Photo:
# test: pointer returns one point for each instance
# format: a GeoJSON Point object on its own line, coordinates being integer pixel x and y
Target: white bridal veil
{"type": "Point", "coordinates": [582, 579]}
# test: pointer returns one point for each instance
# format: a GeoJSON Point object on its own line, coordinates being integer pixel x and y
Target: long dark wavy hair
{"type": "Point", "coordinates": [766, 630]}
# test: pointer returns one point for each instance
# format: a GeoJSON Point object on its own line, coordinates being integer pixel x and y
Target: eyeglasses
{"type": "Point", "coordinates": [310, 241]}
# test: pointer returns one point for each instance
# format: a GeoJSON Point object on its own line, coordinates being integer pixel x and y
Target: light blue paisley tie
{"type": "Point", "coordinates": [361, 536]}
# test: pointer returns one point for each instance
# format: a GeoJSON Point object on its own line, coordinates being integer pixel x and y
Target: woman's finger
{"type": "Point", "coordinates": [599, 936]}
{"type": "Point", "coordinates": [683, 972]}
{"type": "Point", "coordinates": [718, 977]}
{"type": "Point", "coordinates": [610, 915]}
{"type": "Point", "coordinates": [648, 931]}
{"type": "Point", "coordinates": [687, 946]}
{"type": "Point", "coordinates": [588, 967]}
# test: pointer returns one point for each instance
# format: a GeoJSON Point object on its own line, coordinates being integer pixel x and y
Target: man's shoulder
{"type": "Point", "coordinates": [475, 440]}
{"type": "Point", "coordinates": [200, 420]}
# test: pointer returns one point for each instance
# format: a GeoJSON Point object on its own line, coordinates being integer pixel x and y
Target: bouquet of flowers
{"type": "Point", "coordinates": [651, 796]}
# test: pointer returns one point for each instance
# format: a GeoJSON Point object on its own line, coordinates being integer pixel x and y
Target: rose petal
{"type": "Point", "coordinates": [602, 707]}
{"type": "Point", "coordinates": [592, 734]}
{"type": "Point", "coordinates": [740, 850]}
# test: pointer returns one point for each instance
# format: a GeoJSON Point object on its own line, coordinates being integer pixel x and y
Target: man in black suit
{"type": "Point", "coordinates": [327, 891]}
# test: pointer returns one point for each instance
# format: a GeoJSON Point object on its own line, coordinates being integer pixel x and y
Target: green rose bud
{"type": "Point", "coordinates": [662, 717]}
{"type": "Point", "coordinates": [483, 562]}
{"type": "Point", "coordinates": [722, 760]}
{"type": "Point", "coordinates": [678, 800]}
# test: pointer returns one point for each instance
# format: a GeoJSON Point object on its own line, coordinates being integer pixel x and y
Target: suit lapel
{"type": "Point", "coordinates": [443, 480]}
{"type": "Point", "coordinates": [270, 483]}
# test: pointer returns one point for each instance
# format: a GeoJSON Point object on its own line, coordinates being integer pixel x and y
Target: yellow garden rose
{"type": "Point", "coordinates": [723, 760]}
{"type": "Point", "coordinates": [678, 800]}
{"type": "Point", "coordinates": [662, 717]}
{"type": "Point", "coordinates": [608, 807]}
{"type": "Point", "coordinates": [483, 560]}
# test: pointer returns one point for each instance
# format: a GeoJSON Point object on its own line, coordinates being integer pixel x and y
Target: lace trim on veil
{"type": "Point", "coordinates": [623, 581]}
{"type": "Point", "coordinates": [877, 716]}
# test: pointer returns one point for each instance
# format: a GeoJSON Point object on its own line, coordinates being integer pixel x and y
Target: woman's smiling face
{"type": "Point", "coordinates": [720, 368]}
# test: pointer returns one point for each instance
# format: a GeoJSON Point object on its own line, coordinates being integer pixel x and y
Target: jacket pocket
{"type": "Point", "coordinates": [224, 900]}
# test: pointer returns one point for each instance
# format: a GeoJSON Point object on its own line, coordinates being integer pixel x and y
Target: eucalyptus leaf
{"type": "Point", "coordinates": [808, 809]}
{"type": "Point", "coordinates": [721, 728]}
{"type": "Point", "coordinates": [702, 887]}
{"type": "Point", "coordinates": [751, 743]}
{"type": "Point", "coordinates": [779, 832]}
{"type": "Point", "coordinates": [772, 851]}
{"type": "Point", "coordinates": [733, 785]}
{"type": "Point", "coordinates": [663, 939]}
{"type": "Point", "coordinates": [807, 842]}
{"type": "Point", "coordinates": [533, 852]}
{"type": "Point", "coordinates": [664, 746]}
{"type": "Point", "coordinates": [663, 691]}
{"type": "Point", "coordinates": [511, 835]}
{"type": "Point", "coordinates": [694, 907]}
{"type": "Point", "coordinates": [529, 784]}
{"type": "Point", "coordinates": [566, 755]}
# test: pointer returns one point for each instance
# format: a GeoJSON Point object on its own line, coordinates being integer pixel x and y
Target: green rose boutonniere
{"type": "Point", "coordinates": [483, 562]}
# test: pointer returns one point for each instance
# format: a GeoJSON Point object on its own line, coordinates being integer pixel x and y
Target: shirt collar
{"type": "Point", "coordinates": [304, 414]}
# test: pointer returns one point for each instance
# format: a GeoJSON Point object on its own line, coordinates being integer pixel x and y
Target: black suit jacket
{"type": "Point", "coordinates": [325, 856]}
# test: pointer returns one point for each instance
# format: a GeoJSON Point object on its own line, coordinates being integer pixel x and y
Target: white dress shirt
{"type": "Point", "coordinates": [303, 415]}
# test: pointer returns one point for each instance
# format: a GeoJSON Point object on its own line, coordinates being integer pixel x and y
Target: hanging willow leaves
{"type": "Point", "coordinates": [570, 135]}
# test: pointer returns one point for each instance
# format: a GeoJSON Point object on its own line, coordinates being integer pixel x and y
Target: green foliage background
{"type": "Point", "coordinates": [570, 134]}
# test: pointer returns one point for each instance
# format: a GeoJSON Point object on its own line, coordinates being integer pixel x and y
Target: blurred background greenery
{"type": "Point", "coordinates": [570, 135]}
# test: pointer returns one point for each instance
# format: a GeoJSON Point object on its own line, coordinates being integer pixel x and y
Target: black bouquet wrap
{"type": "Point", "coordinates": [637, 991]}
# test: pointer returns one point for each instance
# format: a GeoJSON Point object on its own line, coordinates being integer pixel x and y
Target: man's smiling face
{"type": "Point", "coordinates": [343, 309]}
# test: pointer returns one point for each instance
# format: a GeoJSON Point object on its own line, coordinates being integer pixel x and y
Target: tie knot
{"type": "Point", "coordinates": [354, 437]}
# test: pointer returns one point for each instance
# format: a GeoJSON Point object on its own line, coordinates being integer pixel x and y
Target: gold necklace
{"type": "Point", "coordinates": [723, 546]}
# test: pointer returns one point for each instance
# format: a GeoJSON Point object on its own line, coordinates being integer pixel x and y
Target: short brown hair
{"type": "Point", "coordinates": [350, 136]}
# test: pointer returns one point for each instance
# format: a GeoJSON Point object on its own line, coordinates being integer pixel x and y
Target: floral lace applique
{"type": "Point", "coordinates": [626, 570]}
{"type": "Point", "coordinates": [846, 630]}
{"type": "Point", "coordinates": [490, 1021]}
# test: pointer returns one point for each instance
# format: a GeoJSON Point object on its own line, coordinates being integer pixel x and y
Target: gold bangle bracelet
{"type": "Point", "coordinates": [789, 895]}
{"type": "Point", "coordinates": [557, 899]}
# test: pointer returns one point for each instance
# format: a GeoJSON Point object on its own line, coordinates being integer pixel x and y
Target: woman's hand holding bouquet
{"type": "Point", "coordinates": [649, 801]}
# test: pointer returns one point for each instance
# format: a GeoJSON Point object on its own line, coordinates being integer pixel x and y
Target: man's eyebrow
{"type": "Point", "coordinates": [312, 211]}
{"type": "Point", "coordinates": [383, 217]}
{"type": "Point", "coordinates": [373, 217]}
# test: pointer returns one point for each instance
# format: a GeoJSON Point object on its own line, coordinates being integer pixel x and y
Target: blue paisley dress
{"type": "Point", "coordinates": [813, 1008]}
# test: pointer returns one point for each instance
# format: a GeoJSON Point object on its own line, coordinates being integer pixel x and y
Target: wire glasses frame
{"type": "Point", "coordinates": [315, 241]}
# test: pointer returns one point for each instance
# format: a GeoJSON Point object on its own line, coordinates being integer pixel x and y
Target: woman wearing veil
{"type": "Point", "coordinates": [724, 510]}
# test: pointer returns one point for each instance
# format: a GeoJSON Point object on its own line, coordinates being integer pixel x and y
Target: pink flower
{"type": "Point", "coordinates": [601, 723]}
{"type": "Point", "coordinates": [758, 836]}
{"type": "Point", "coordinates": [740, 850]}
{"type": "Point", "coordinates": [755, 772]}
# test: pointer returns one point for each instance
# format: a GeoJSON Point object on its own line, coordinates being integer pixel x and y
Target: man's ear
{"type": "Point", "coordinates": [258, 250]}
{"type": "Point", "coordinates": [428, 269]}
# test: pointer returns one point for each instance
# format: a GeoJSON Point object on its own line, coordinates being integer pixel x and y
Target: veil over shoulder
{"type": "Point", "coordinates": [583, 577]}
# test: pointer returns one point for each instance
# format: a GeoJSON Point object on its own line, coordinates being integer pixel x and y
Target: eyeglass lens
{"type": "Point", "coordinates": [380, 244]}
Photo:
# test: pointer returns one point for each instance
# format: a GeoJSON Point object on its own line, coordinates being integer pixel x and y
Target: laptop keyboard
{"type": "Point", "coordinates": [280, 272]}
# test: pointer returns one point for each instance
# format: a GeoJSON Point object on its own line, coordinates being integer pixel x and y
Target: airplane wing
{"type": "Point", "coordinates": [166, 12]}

* * * * *

→ TASK REQUIREMENTS
Count the lines in the records that contain the string "rose", and give only the number.

→ THE RESULT
4